REQUIRED WORK:
Taking the entries below, transcribe only the lines starting with the one with "target=man's hand" and going on through the one with "target=grazing sheep", exactly as written, without the pictures.

DATA TO EXAMINE:
========================

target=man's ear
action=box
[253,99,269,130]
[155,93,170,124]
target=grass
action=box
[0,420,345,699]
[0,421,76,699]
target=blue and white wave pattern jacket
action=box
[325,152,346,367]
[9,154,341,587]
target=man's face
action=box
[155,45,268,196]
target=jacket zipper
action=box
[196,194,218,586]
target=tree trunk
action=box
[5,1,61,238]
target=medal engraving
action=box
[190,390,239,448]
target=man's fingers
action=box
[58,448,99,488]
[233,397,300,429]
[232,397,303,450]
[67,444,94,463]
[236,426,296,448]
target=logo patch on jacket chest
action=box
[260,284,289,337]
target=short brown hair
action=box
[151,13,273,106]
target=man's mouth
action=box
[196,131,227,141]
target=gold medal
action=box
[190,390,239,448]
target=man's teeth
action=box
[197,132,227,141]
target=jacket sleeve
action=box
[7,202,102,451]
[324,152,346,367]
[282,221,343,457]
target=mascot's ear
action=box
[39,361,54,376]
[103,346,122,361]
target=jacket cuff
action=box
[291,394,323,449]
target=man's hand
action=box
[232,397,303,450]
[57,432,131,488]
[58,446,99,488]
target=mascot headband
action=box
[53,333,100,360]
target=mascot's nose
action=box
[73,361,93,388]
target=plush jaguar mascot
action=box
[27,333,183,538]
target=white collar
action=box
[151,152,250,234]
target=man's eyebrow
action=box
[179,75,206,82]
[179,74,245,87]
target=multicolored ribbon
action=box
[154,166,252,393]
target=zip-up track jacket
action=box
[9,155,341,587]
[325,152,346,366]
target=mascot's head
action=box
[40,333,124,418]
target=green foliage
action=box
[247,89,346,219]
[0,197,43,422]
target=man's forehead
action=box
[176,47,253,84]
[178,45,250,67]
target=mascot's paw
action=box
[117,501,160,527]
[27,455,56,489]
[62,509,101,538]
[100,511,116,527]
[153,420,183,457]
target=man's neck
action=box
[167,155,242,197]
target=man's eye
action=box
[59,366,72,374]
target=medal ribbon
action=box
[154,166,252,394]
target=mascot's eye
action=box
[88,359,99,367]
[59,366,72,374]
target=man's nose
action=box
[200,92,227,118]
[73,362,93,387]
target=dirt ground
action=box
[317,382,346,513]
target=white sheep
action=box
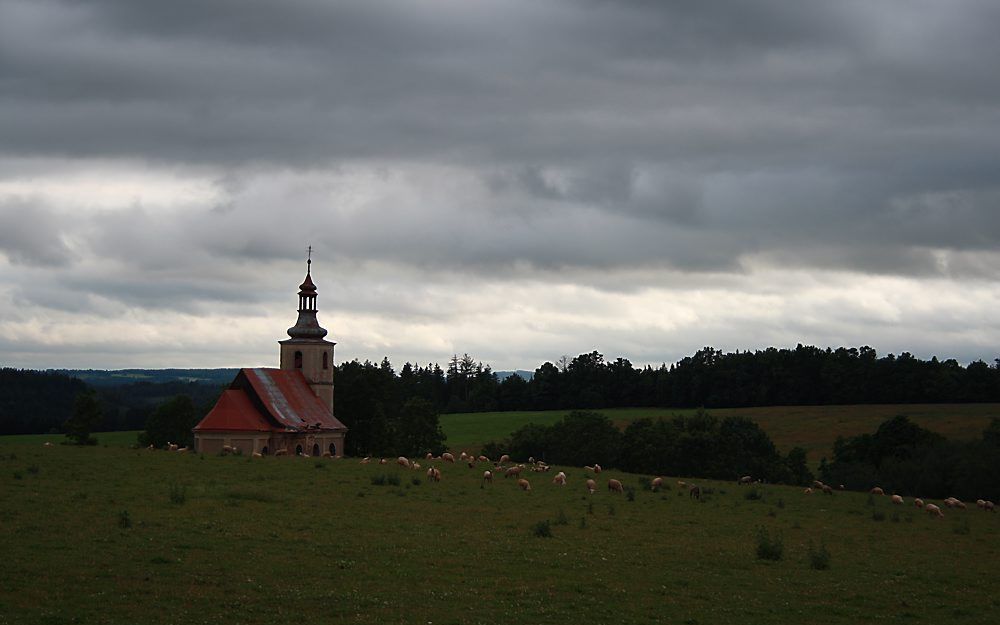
[651,477,664,492]
[552,472,567,486]
[891,494,904,505]
[517,478,531,491]
[925,503,944,518]
[586,479,597,494]
[442,452,455,463]
[482,470,493,485]
[608,478,623,493]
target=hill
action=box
[440,403,1000,464]
[0,439,996,624]
[56,368,239,387]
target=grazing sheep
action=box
[891,494,904,505]
[360,456,370,464]
[274,448,288,456]
[870,487,884,495]
[322,452,333,458]
[517,478,531,491]
[221,445,235,455]
[442,452,455,463]
[812,480,825,489]
[378,458,388,465]
[804,488,813,495]
[499,454,510,464]
[252,452,263,458]
[168,443,178,452]
[176,447,187,453]
[677,480,686,488]
[586,479,597,494]
[43,442,54,447]
[651,477,664,492]
[738,475,753,485]
[412,462,421,470]
[838,484,845,490]
[482,470,493,485]
[426,452,434,460]
[594,464,602,474]
[426,467,442,482]
[552,472,567,486]
[459,452,468,461]
[985,501,995,512]
[914,498,924,508]
[689,484,702,500]
[608,478,624,493]
[976,499,986,509]
[478,455,489,463]
[397,456,411,469]
[822,484,833,495]
[504,466,522,478]
[943,497,966,509]
[925,503,944,518]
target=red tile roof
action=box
[194,389,275,432]
[242,368,346,431]
[194,368,347,433]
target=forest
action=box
[2,344,998,438]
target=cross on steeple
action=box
[307,245,312,272]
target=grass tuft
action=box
[118,510,132,530]
[755,526,783,561]
[168,483,186,505]
[745,487,765,501]
[555,508,569,526]
[532,520,552,538]
[807,541,831,570]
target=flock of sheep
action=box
[802,480,996,518]
[90,442,1000,517]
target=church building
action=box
[193,256,348,456]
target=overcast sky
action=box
[1,0,999,371]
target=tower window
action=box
[294,351,303,369]
[323,352,329,370]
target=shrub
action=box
[745,487,764,501]
[168,483,186,505]
[118,510,132,530]
[807,541,831,570]
[532,520,552,538]
[755,527,783,561]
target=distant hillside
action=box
[495,370,534,382]
[56,369,239,387]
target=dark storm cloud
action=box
[1,0,1000,278]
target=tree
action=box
[138,395,198,448]
[64,390,102,445]
[394,397,446,457]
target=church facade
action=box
[193,258,348,456]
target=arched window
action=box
[329,443,336,457]
[294,351,303,369]
[322,352,329,370]
[312,443,320,457]
[295,444,303,456]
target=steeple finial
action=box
[307,245,312,273]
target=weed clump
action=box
[555,509,570,526]
[314,461,326,469]
[371,474,387,486]
[168,483,186,505]
[532,520,553,538]
[118,510,132,530]
[754,526,783,561]
[387,473,401,486]
[872,510,886,522]
[625,487,636,502]
[745,487,764,501]
[637,477,651,489]
[411,477,422,486]
[579,516,588,529]
[807,541,831,570]
[27,464,39,475]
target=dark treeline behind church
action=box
[2,344,999,440]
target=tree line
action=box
[341,346,1000,416]
[480,409,814,485]
[820,415,1000,501]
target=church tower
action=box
[278,250,335,413]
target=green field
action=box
[441,403,1000,463]
[1,439,997,624]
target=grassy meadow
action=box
[2,436,998,624]
[440,403,1000,463]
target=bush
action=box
[532,520,552,538]
[755,527,783,561]
[168,483,186,505]
[807,541,831,570]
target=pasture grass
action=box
[442,403,1000,463]
[1,438,998,624]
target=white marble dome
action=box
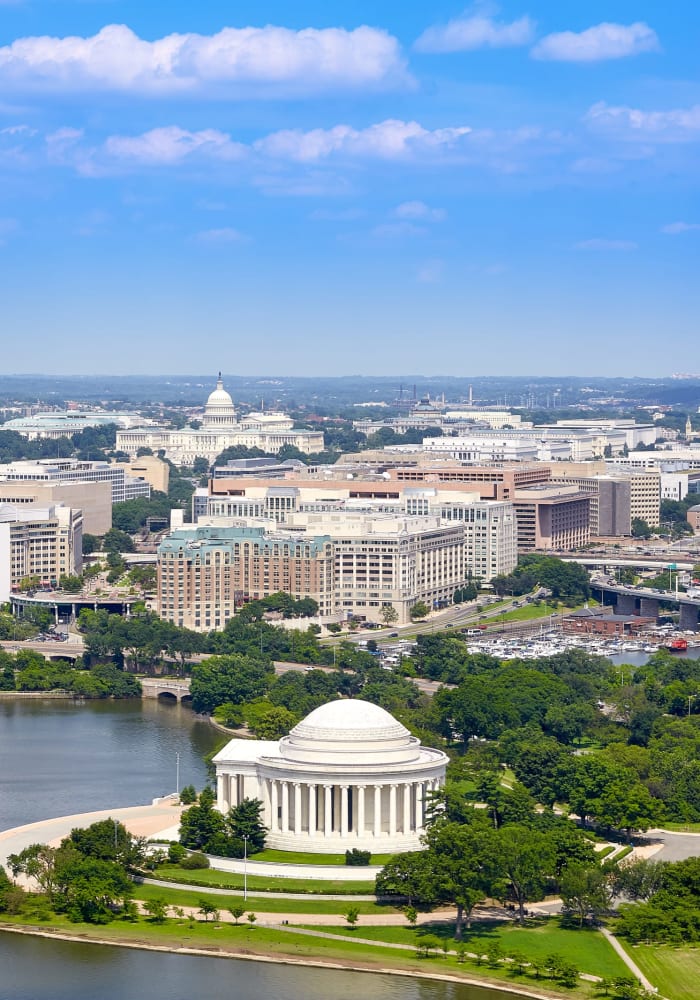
[214,697,448,853]
[280,698,417,765]
[205,376,234,409]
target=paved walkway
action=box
[0,803,183,869]
[644,829,700,862]
[599,927,657,993]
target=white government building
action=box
[116,375,325,465]
[213,699,448,853]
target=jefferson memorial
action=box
[213,699,448,853]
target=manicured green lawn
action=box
[657,821,700,833]
[252,849,393,866]
[150,865,376,895]
[619,941,700,1000]
[0,914,608,997]
[307,919,629,979]
[134,882,391,915]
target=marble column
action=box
[340,785,349,837]
[324,784,333,835]
[217,773,227,812]
[374,785,382,837]
[308,783,317,835]
[281,780,290,833]
[357,785,365,837]
[294,782,302,836]
[415,781,424,831]
[389,784,397,836]
[403,782,412,833]
[270,779,279,833]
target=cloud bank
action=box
[532,22,659,62]
[0,23,408,95]
[415,10,534,53]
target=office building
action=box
[0,503,83,601]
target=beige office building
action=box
[513,485,591,552]
[0,503,83,601]
[0,479,111,536]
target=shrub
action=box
[181,851,210,870]
[345,848,372,866]
[168,842,187,864]
[179,785,197,805]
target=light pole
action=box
[243,834,249,902]
[688,695,696,717]
[175,752,180,797]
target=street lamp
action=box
[242,834,249,902]
[175,752,180,798]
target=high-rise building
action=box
[0,503,83,601]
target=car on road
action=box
[389,632,398,637]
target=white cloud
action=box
[574,238,638,251]
[254,119,471,162]
[103,126,245,165]
[0,23,408,95]
[371,221,426,239]
[395,200,446,221]
[585,102,700,142]
[0,123,36,136]
[532,22,659,62]
[415,8,534,53]
[662,222,700,235]
[195,227,246,244]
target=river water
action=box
[0,698,512,1000]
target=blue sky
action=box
[0,1,698,377]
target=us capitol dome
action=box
[213,698,447,852]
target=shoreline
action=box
[0,923,574,1000]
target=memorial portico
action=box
[213,699,447,853]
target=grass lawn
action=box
[657,821,700,833]
[134,882,392,915]
[252,849,393,866]
[150,865,376,895]
[0,914,610,997]
[619,941,700,1000]
[307,919,629,980]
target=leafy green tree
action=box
[426,820,498,938]
[229,903,246,924]
[179,793,226,852]
[559,861,612,927]
[227,798,267,852]
[495,825,557,924]
[103,528,136,554]
[344,906,359,929]
[144,898,169,923]
[410,601,430,620]
[380,605,399,626]
[189,655,274,714]
[179,785,197,805]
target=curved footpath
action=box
[0,804,676,995]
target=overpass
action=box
[564,556,694,571]
[591,581,700,631]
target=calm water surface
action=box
[0,698,221,831]
[0,699,514,1000]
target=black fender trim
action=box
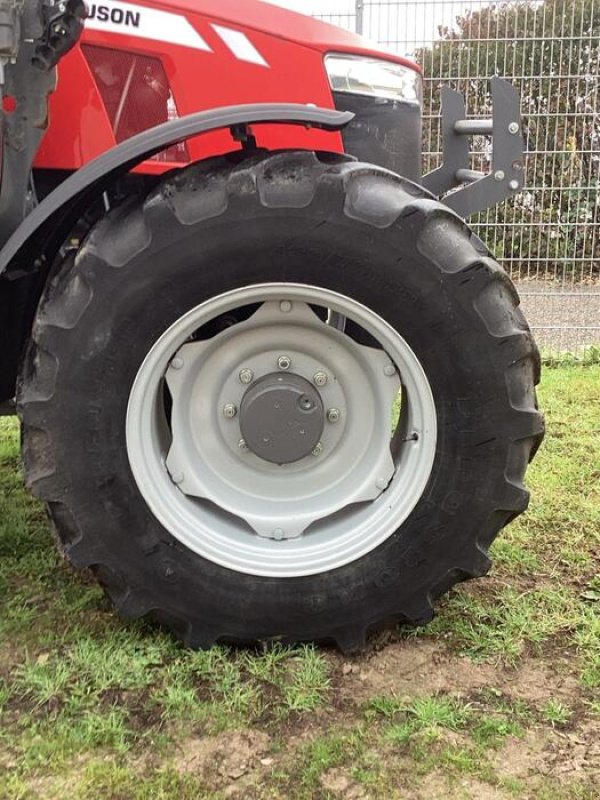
[0,103,353,279]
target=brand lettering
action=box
[87,4,141,28]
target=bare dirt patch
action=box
[493,721,600,786]
[404,774,513,800]
[172,729,271,794]
[320,768,369,799]
[333,639,581,708]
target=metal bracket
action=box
[422,77,525,217]
[32,0,86,71]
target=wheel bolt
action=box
[313,371,328,387]
[279,300,292,313]
[327,408,341,423]
[238,438,249,452]
[312,442,324,456]
[508,121,520,135]
[239,368,254,384]
[170,471,184,485]
[223,403,237,419]
[170,357,184,370]
[278,355,292,371]
[383,364,396,377]
[273,528,285,540]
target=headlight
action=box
[325,55,422,104]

========================

COMPLETED TASK:
target=man's hand
action=box
[232,397,303,450]
[57,432,131,488]
[58,446,99,488]
target=mascot headband
action=box
[53,333,100,360]
target=mascot's nose
action=box
[73,361,93,388]
target=plush jaguar mascot
action=box
[27,333,183,538]
target=white collar
action=box
[151,152,250,234]
target=man's eyebrow
action=box
[179,75,206,82]
[179,74,245,87]
target=multicolored ribbon
action=box
[154,166,252,393]
target=zip-up track jacket
action=box
[9,155,341,587]
[325,152,346,366]
target=mascot's head
action=box
[40,333,124,418]
target=green foliage
action=box
[247,89,346,219]
[0,197,43,422]
target=man's forehead
action=box
[176,47,253,84]
[178,45,250,67]
target=mascot's paw
action=box
[117,501,160,527]
[27,455,56,489]
[62,509,101,538]
[100,511,116,527]
[153,420,183,457]
target=man's neck
action=box
[167,155,242,197]
target=man's eye
action=box
[59,366,72,374]
target=medal ribbon
action=box
[154,166,252,394]
target=mascot's eye
action=box
[88,359,99,367]
[59,366,72,374]
target=man's nose
action=box
[200,92,227,118]
[73,362,93,387]
target=dirt ground
action=box
[317,382,346,513]
target=white sheep
action=box
[651,477,664,492]
[552,472,567,486]
[891,494,904,505]
[517,478,531,491]
[925,503,944,518]
[586,479,597,494]
[442,452,455,463]
[482,470,493,485]
[608,478,623,493]
target=hill
action=box
[440,403,1000,464]
[0,439,996,624]
[56,368,239,387]
target=grazing sheep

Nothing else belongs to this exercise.